▶ [PROBLEM]
Resume the blog post about the North Face 100 in the Blue Mountains, continuing after its final line.

▶ [TEXT BLOCK]
━━━━━━━━━━━━━━━━━━━━━━━━━━━━━━
Blue Mountains, New South Wales
The adventures and racing never stops. At least not in last 6 weeks. Last Sunday I boarded an airplane to Australia for my final journey of a crazy jammed packed April and May. I headed down under to join 7 of my Salomon International Team teammates as well as a wonderful crew of Salomon support for the North Face 100 in the Blue Mountains (May 14th, 2011). Our Salomon squad included: Jen Seggers (Canada), Julia Böttger (Germany), Nerea Martinez (Spain), Kilian Jornet (Spain), François D’Haene (France), Ryan Sandes (South Africa) and Grant Guise (New Zealand).
With everything going on in the past few months, I have had little time to train, prepare or even think about the race. When I boarded the plane the day after Miwok 100k (where I paced my sister), I didn't even really have much of an idea of even where I was staying once I landed in Sydney 15 hours later. All I knew was that our team leader and logistics/coordinator extraordinaire (and kick ass trail runner of all distances) Anna Frost, would be at the airport bright and early Tuesday morning to pick me up. This event was a big team race for the Salomon International Team and Salomon did an amazing job taking care of every last detail of our trip.
Naima and Frosty, our fearless leaders!
━━━━━━━━━━━━━━━━━━━━━━━━━━━━━━
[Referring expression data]
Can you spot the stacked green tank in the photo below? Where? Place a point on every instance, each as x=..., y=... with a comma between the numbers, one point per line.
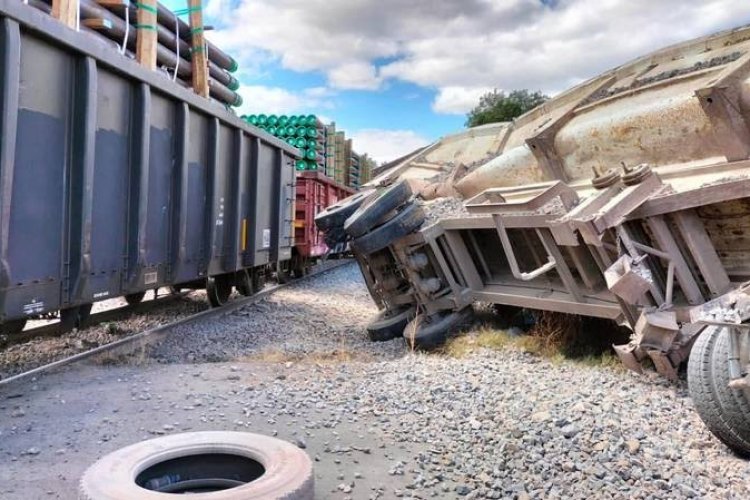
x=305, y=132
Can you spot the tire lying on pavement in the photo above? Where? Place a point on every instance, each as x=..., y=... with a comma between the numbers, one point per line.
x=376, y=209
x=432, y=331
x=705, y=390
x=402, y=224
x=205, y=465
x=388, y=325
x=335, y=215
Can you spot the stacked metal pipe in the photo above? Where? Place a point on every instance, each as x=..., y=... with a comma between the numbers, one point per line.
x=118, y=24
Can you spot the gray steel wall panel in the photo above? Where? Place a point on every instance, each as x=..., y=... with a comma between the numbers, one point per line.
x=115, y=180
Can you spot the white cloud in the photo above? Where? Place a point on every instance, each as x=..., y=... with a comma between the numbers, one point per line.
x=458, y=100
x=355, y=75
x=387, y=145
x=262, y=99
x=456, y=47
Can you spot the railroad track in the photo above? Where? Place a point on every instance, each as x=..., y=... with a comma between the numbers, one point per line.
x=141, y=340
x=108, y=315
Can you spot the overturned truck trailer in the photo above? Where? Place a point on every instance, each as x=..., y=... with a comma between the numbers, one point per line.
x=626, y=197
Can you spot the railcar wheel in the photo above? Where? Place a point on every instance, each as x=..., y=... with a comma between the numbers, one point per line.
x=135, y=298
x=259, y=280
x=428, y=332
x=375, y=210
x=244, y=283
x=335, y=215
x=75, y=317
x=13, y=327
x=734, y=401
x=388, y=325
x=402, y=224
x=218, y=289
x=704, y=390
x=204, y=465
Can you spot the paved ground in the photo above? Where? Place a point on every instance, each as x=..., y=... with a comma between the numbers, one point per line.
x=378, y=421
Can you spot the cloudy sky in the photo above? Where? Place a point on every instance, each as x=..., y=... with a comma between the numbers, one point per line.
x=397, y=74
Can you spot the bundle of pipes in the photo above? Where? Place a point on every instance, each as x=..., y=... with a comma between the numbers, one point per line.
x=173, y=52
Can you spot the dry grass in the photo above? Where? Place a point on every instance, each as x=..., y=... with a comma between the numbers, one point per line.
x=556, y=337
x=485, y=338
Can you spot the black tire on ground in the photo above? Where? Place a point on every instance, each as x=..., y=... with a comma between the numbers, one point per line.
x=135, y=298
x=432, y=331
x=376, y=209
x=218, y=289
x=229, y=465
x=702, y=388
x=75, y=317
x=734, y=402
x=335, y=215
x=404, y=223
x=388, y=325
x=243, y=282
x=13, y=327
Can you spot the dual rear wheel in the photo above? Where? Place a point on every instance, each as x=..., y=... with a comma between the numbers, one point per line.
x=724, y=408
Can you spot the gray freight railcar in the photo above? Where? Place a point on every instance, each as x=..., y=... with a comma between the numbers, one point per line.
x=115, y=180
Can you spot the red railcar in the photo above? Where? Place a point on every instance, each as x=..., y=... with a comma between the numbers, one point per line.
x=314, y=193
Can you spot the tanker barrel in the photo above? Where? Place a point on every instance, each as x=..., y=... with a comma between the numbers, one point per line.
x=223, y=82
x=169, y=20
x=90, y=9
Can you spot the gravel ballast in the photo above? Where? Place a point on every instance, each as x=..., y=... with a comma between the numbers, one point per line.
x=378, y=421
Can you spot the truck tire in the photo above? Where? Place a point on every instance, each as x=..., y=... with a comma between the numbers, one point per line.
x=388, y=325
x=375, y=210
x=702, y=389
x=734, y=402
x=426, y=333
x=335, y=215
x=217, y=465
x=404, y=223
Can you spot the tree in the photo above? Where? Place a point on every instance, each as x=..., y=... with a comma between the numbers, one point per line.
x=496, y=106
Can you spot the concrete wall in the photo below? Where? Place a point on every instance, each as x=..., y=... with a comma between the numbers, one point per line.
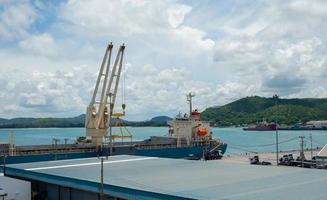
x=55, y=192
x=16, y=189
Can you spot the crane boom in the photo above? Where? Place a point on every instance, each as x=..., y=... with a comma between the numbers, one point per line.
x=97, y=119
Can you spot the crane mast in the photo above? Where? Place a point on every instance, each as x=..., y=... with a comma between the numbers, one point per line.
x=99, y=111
━━━━━━━━━━━━━━━━━━━━━━━━━━━━━━
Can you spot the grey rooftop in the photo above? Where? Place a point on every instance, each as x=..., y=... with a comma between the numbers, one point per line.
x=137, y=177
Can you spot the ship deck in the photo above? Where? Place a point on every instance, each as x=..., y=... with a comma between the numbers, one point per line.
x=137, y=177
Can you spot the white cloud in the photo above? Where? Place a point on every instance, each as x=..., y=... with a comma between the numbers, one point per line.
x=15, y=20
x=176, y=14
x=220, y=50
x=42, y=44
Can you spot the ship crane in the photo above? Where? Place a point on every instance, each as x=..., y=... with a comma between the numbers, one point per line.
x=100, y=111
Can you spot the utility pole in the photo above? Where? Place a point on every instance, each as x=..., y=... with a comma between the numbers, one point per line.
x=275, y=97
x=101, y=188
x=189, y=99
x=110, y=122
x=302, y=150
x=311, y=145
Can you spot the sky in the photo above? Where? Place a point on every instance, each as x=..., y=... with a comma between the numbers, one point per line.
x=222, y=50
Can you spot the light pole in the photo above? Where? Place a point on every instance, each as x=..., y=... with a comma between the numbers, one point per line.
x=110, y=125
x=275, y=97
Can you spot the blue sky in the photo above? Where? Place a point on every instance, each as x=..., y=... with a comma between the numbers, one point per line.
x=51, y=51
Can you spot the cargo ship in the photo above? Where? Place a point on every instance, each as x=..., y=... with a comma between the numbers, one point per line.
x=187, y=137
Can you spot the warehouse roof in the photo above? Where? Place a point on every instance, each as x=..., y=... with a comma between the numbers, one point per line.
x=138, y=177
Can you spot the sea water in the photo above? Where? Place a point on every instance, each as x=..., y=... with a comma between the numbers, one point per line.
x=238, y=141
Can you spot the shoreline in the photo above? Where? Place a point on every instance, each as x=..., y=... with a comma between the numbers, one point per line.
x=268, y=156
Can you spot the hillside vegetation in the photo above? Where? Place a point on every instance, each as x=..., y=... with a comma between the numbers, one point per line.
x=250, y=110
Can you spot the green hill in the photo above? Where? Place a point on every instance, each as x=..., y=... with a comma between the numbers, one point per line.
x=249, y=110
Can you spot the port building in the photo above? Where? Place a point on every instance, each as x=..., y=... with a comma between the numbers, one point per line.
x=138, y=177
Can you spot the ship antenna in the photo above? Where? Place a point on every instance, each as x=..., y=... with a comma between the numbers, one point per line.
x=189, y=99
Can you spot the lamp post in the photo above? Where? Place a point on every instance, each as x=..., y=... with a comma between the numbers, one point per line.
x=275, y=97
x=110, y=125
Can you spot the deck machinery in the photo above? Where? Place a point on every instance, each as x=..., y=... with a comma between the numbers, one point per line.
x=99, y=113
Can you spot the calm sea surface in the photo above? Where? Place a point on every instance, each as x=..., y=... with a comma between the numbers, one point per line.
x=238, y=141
━━━━━━━━━━━━━━━━━━━━━━━━━━━━━━
▶ [ANSWER SPACE]
When I was in high school and playing basketball, one of my favorite things was to travel with a big team. While traveling in a big group does have its downsides and annoyances, it is so much fun to share an adventure with other people, friends and teammates. This Salomon team trip really made the experience, the NF100k aside, it was a blast to be able to spend a week with Salomon teammates and friends from around the world.
I lost 17 hours in time change flying over the ocean, almost an entire day. While I slept a bit on the plane, I walked off the plane feel worn out, beaten down and definitely not invincible. Over the course of the long flight, my right side back, glute and hamstring became very angry with me. I usually don't fair well sitting for long periods of time, but the pain usually disappears pretty rapidly. I had a short lived flare up in that glute in April, but Scott at Psoas was able to get rid of the issue in one good rub/painful ART session. I hadn't had any problems since. When I got off the plane, I figured it would work itself out before Saturday's race. I focused the remainder of my week, resting, recovering, tapering and trying to fuel up for the race. We had a full slate of media events, appears and meet and greets as well as some fun team bonding and a bit of light running.
Running with the gals at Manly Dam
Jamie fully into the swing of things on our run at Manly Dam
On Wednesday, I got a massage with Angi, our team massage therapist who'd flown down from California. When she started working on my glute, it was obvious that there was an issue, but I wasn't feeling it just walking or even running around, so I figured it was no big deal. We didn't dig too deep on it and the rest of the week without any incident.After LA marathon, Mad City 100k and Grand Canyon R2R2R FKT so recent, I was not surprised that my body was not absolutely 100%.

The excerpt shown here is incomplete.